-- Begin ENTRIES PROVIDED --

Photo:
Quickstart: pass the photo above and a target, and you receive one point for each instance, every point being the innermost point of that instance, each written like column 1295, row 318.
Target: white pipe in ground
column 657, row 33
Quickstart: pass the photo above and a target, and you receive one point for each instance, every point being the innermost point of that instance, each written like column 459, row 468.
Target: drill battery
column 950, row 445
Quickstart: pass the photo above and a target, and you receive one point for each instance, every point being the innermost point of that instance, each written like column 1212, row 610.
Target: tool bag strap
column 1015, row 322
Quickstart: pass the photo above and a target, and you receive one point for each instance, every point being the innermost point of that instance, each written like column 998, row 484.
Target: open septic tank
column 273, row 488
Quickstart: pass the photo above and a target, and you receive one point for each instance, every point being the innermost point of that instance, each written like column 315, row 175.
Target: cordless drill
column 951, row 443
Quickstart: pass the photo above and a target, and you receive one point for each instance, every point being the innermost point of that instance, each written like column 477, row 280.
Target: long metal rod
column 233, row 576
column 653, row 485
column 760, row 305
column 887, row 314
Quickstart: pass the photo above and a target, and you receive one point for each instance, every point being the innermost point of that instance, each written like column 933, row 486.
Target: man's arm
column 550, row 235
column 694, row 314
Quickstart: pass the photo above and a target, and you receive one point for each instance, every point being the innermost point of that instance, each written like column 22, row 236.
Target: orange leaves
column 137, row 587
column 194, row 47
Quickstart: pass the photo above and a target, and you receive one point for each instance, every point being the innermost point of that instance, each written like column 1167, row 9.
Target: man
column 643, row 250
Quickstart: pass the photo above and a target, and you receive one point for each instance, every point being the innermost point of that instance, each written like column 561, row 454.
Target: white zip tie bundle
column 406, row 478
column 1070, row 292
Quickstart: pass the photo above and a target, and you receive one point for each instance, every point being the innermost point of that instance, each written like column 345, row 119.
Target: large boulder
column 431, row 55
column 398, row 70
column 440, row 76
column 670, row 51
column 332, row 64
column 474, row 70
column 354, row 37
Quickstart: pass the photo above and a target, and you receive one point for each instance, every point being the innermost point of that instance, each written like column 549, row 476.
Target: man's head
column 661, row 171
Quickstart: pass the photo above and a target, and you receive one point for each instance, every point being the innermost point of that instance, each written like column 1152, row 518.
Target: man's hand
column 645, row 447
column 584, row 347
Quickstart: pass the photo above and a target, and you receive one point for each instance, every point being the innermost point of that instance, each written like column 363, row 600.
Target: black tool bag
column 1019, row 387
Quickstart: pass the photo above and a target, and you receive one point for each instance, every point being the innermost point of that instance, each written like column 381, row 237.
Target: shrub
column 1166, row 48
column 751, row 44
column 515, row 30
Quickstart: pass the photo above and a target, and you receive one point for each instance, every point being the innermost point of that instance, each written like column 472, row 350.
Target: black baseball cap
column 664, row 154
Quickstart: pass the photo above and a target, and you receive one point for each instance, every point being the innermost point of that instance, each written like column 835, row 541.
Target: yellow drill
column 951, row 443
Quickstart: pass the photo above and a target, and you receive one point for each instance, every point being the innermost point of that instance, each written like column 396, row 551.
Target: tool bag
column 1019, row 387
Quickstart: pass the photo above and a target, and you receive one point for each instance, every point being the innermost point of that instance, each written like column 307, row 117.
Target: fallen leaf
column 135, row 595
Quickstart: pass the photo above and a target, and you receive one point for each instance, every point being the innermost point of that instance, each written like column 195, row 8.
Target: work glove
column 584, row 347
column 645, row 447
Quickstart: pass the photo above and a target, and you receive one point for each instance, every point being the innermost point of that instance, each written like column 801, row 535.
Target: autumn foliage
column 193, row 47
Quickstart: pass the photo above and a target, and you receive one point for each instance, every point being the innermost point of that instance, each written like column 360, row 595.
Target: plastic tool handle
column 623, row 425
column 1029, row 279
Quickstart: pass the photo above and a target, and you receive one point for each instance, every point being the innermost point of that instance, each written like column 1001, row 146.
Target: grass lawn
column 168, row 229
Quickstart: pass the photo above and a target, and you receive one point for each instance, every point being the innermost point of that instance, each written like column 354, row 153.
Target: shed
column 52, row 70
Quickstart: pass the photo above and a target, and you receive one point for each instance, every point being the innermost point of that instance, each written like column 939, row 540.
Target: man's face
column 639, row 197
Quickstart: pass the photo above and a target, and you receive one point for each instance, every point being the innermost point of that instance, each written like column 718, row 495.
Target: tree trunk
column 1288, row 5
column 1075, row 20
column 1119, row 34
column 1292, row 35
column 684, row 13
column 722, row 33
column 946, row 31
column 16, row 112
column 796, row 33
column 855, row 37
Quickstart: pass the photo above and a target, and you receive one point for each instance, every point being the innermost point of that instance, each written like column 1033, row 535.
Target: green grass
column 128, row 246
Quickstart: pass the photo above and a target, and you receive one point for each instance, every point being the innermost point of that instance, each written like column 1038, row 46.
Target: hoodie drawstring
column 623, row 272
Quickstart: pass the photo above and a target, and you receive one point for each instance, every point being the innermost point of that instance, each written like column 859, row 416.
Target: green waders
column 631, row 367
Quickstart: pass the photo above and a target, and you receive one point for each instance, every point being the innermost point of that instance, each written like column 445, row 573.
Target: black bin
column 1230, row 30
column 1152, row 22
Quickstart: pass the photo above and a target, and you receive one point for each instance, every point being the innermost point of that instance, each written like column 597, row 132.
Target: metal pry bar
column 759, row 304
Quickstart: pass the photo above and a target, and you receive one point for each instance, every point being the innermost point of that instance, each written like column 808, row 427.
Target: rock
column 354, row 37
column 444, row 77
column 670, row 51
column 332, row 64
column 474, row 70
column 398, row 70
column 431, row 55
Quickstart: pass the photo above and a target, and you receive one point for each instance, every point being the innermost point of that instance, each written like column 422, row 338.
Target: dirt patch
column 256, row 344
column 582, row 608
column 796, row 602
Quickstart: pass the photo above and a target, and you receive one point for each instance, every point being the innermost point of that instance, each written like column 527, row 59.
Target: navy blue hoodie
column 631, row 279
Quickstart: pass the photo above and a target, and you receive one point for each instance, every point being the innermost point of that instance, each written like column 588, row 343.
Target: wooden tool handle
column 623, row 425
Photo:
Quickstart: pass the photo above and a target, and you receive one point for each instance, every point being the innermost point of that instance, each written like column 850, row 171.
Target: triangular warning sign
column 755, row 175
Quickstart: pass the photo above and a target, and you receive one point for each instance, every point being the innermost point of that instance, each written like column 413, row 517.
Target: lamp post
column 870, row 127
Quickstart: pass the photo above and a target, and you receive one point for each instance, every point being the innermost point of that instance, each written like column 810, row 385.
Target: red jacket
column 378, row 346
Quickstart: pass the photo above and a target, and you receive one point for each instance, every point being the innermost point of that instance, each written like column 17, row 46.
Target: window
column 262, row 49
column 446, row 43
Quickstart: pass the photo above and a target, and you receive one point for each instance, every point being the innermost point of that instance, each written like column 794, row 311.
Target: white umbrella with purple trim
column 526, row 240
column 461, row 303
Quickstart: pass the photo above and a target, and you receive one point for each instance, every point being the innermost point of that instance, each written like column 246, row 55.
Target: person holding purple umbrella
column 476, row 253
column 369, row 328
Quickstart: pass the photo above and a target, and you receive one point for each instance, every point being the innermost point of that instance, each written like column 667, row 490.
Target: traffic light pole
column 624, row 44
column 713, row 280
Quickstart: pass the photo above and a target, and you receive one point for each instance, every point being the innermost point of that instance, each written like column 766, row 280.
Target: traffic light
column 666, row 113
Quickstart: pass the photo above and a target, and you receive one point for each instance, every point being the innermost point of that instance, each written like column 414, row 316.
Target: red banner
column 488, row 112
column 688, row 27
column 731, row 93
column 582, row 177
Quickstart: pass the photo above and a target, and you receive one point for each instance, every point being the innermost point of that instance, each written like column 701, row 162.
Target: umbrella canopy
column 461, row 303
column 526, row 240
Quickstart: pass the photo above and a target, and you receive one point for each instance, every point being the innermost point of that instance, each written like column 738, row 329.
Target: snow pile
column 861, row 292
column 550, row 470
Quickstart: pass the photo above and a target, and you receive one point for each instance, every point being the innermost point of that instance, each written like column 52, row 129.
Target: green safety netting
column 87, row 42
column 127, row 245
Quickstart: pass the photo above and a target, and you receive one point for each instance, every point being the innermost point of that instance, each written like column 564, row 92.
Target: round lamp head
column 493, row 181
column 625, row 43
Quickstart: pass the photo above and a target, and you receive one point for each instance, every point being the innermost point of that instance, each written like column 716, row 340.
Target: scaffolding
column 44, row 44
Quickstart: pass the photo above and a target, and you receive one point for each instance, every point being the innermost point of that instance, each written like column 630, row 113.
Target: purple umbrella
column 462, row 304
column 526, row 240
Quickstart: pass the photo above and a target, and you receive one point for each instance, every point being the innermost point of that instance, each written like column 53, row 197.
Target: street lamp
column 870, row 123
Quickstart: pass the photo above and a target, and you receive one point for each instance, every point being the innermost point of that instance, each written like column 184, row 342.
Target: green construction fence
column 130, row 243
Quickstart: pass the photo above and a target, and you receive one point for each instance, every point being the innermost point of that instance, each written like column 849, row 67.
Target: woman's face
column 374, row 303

-- End ENTRIES PROVIDED --

EXERCISE PROMPT:
Copy out everything in the data from the line containing "801, row 535." down to the line containing "column 193, row 47", including both of those lines, without changing anything.

EXERCISE ANSWER:
Quickstart: pass the photo above and a target, and you receive one point for each instance, every point being the innermost point of that instance, each written like column 801, row 535.
Target: autumn foliage
column 193, row 47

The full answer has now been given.